Action item
Restate word for word the lines of the material below, from the line with "For each <instance>, output" to the line with "positive clicks: (641, 300)", both lines included, and no others.

Information shown
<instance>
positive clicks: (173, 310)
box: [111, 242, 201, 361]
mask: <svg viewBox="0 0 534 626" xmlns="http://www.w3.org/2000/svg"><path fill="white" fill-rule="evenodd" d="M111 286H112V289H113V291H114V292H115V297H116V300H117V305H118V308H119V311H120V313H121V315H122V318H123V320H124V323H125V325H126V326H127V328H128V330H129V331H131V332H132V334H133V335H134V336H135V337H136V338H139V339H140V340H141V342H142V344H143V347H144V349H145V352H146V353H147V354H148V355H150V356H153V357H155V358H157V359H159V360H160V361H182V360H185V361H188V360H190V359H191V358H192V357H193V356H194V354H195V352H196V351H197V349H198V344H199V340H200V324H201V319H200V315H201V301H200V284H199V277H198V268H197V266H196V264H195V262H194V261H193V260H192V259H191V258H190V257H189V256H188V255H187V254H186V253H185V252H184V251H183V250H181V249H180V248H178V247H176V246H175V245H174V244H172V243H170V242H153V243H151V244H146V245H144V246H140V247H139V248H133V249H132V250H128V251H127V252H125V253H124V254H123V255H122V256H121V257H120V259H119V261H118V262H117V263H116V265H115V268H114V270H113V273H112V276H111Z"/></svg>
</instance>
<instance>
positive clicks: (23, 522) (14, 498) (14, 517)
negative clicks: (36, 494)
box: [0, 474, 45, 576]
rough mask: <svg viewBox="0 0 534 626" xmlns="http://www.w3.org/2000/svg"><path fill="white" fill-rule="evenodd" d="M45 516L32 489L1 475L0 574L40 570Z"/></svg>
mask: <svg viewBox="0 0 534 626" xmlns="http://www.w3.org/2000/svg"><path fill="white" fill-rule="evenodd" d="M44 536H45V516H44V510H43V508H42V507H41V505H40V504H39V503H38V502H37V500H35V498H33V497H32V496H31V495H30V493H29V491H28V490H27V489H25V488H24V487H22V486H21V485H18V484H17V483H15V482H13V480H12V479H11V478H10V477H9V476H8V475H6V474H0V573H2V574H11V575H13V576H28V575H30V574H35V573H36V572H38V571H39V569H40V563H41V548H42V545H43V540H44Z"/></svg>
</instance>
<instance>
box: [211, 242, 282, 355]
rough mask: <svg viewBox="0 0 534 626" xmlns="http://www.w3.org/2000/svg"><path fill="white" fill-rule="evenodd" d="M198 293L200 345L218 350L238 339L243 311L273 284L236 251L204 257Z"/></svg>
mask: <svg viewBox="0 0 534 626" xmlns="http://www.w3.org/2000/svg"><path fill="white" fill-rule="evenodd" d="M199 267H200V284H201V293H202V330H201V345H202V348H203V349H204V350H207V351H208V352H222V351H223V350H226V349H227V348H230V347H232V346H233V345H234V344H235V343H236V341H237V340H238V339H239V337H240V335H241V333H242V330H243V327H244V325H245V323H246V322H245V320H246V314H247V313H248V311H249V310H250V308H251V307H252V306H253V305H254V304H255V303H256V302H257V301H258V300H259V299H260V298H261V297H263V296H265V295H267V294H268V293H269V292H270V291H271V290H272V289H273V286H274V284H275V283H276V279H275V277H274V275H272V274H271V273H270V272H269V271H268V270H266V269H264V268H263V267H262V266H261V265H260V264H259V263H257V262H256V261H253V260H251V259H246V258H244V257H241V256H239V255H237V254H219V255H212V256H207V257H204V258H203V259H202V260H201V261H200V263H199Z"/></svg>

==

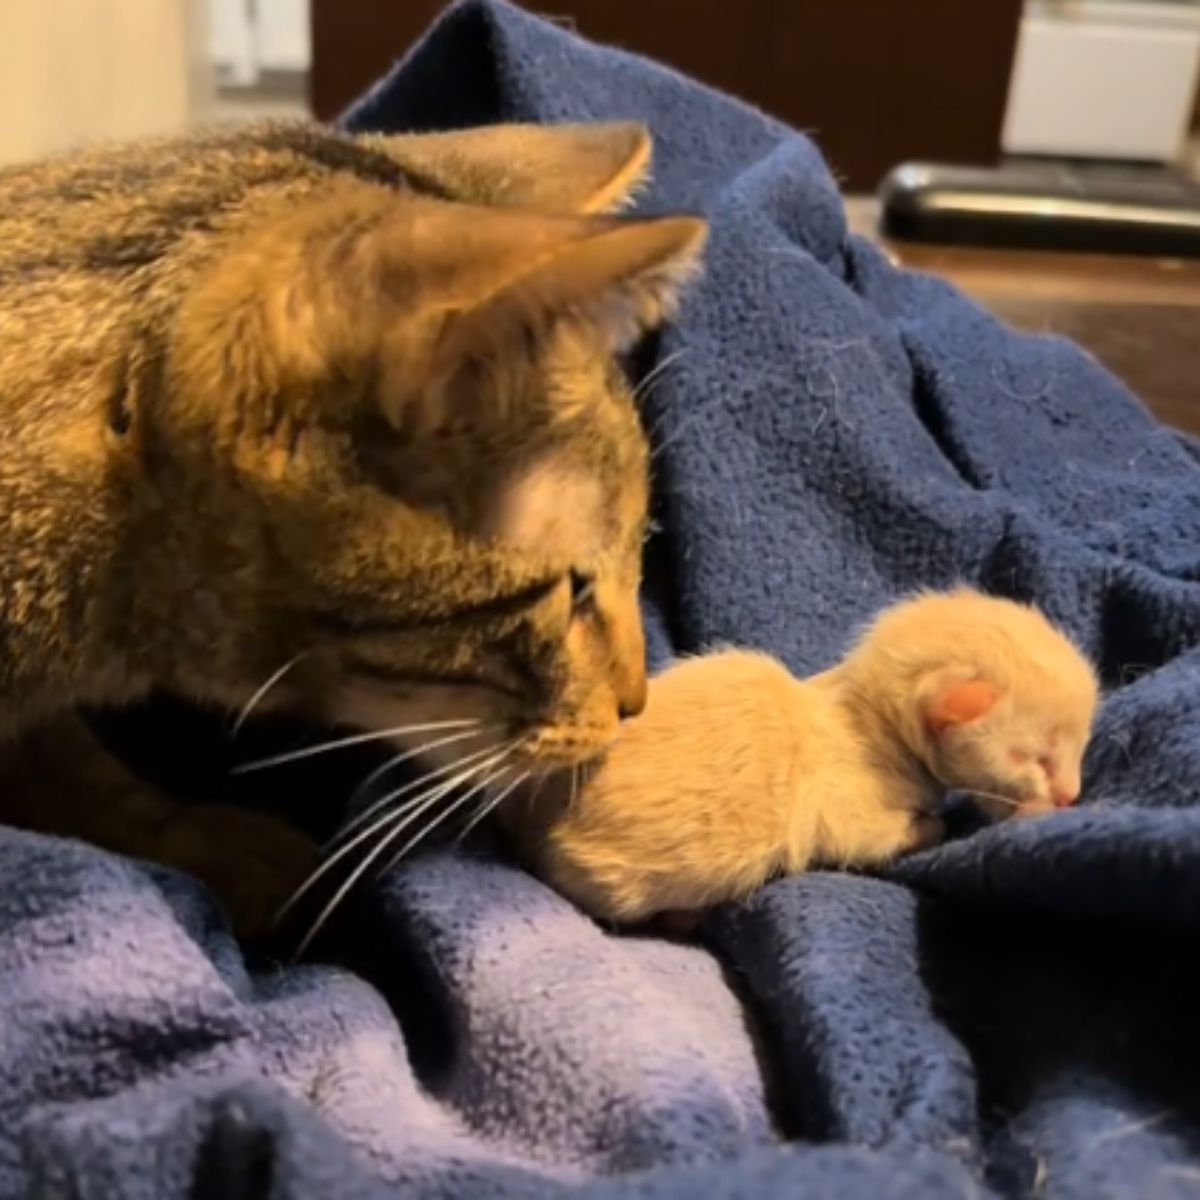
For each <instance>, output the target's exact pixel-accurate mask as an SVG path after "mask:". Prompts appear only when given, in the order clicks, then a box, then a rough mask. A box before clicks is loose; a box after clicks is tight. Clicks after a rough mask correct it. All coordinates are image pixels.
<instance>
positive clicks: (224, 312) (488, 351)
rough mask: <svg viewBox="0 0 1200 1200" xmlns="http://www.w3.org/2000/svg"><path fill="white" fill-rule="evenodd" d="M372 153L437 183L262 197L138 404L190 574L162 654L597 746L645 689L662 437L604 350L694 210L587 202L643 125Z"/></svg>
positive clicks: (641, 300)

Output
For each <instance>, output the target's exact pixel-accurate mask as an SVG path after "mask:". Prompts appear only when given, in the order clicks, then a box, then a rough mask. A box before clicks is loose; a box after clicks is tight. Clicks after a rough mask correct it. All coordinates are image pixels.
<instance>
positive clicks: (224, 312) (488, 351)
rough mask: <svg viewBox="0 0 1200 1200" xmlns="http://www.w3.org/2000/svg"><path fill="white" fill-rule="evenodd" d="M372 153L437 183L262 197L138 404L190 574L162 654L597 746L645 689L662 437L604 350L694 210L587 202L643 125Z"/></svg>
positive clicks: (641, 300)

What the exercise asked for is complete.